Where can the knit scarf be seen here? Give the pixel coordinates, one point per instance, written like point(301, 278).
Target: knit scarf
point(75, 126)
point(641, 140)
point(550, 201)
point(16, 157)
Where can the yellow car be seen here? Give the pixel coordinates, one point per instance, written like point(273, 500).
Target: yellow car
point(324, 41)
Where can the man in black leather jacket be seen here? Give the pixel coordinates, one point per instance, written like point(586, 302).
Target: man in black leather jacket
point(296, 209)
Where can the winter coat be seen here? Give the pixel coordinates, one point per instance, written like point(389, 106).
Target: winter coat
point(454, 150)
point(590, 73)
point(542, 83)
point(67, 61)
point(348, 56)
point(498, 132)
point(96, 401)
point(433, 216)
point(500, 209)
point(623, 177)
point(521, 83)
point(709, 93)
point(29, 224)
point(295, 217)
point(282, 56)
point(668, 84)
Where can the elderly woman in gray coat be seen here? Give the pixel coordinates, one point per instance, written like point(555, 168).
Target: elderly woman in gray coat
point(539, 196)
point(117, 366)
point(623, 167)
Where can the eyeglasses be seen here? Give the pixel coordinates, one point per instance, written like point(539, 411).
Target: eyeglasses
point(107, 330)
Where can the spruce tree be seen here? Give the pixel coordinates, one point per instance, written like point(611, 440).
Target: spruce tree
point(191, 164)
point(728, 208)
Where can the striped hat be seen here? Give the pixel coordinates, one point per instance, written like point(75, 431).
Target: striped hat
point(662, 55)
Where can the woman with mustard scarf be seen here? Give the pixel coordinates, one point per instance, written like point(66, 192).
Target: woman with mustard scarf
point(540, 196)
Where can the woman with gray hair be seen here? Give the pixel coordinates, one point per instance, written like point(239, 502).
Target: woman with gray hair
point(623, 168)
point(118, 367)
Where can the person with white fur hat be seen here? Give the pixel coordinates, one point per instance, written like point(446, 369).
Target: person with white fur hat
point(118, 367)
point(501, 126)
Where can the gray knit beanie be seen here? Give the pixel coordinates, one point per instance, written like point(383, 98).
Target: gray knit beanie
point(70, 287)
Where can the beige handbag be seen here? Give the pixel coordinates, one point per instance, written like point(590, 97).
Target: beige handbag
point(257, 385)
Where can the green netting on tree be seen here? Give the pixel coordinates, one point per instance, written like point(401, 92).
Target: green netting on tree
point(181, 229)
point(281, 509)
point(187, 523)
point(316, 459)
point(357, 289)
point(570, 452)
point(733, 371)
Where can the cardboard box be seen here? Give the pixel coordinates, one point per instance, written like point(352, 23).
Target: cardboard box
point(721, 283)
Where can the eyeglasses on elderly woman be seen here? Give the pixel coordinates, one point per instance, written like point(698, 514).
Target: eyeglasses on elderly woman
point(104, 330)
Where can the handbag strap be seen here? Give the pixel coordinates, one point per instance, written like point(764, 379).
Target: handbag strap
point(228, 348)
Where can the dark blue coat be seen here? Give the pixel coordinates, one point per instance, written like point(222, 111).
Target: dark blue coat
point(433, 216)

........

§ Written instruction
Recast all of the material above as a numbered list with one entry per line, omitting any blank lines.

§ Full output
1. Where can the knit scarf be seen here? Give the pixel coordinates, one point per instance, written like point(301, 278).
2. Target: knit scarf
3. point(75, 126)
4. point(641, 140)
5. point(550, 201)
6. point(16, 157)
7. Where can the yellow car be seen here? Give the pixel coordinates, one point per instance, written like point(273, 500).
8. Target: yellow car
9. point(324, 41)
10. Where can the man in black leather jacket be seen here? Give the pixel coordinates, one point per instance, written like point(586, 302).
11. Target: man in black leather jacket
12. point(296, 209)
13. Where can the winter coat be seen here? Give the pixel coordinates, one point per instance, written like point(389, 106).
14. Target: winter coat
15. point(454, 150)
16. point(590, 73)
17. point(542, 83)
18. point(67, 61)
19. point(348, 56)
20. point(498, 132)
21. point(96, 401)
22. point(433, 216)
23. point(500, 209)
24. point(623, 177)
25. point(521, 83)
26. point(709, 93)
27. point(29, 224)
28. point(295, 217)
29. point(282, 56)
30. point(668, 84)
31. Where can the elderly woman in gray coat be seen here? Give the pixel coordinates, one point per instance, written like point(555, 168).
32. Target: elderly woman in gray coat
33. point(539, 196)
34. point(117, 366)
35. point(623, 167)
36. Where can the eyeglasses be seen here? Give the pixel coordinates, one point per instance, written like point(539, 411).
37. Target: eyeglasses
38. point(107, 330)
39. Where can the spruce tree be seen here? Give the pixel coordinates, one point per instance, written like point(611, 440).
40. Target: spruce tree
41. point(191, 164)
42. point(728, 208)
43. Where can the striped hat be seen here? Give the pixel coordinates, one point per instance, written like point(75, 431).
44. Target: striped hat
45. point(662, 55)
46. Where can the woman with mustard scarf be seen here? Give the pixel coordinates, one point per instance, written like point(66, 192).
47. Target: woman with mustard scarf
48. point(540, 196)
49. Where can the woman with gray hair be seen here? Give the pixel coordinates, one point per instance, written like point(239, 502).
50. Target: woman with gray hair
51. point(623, 168)
52. point(118, 367)
53. Where can the person with white fur hat be seen here? Give the pixel coordinates, one point per instance, written like point(446, 369).
54. Target: person with white fur hat
55. point(118, 367)
56. point(501, 126)
57. Where can the gray knit beanie be seen here? Give the pixel coordinates, one point per instance, written like point(383, 98).
58. Target: gray knit beanie
59. point(70, 287)
60. Where can the beige handbag be seen here? Give the pixel coordinates, one point per instance, written like point(590, 97).
61. Target: beige handbag
62. point(257, 385)
63. Where can the green netting on tree be seen here? Give the pixel coordinates, one point per instance, written like point(401, 92).
64. Target: green netting on tree
65. point(181, 229)
66. point(281, 509)
67. point(187, 523)
68. point(316, 459)
69. point(357, 289)
70. point(570, 452)
71. point(733, 371)
72. Where can the cardboard box be seen here? Give the pixel coordinates, one point per instance, written like point(352, 23).
73. Target: cardboard box
74. point(721, 283)
75. Where can the eyeglasses on elderly woman be seen here? Give the pixel coordinates, one point per instance, written like point(698, 514).
76. Target: eyeglasses on elderly woman
77. point(104, 330)
78. Where can the handbag strap be seen here? Give the pixel coordinates, one point per instance, written like point(764, 379).
79. Target: handbag strap
80. point(228, 348)
81. Where can the dark blue coat be seen here? Give the pixel coordinates, one point per instance, written like point(222, 111).
82. Target: dark blue coat
83. point(433, 216)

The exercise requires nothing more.